__Annotation records__.
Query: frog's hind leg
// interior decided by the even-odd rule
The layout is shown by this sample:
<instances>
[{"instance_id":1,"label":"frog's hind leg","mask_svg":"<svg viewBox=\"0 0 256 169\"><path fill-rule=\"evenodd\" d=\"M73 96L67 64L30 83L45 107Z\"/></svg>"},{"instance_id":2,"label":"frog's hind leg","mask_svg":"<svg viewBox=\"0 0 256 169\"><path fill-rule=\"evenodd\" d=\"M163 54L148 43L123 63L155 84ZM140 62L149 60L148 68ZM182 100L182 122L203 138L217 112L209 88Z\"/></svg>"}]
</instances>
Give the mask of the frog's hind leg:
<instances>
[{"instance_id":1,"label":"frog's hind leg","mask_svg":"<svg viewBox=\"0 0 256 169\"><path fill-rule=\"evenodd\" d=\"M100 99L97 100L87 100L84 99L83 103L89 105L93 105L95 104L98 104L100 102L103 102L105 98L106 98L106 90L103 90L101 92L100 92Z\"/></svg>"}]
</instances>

__Short problem__. Extract, word for word, each line of the listing above.

__Completed exercise__.
Query: frog's hind leg
// interior decided by the even-odd rule
The layout is shown by this sample:
<instances>
[{"instance_id":1,"label":"frog's hind leg","mask_svg":"<svg viewBox=\"0 0 256 169\"><path fill-rule=\"evenodd\" d=\"M73 96L67 64L30 83L45 107Z\"/></svg>"},{"instance_id":2,"label":"frog's hind leg","mask_svg":"<svg viewBox=\"0 0 256 169\"><path fill-rule=\"evenodd\" d=\"M163 54L148 43L123 63L155 84ZM140 62L149 60L148 68ZM182 100L182 122L203 138L217 112L209 88Z\"/></svg>"}]
</instances>
Give the mask of the frog's hind leg:
<instances>
[{"instance_id":1,"label":"frog's hind leg","mask_svg":"<svg viewBox=\"0 0 256 169\"><path fill-rule=\"evenodd\" d=\"M100 99L97 100L87 100L84 99L83 103L89 105L93 105L95 104L98 104L100 102L103 102L105 98L106 98L106 90L103 90L101 92L100 92Z\"/></svg>"}]
</instances>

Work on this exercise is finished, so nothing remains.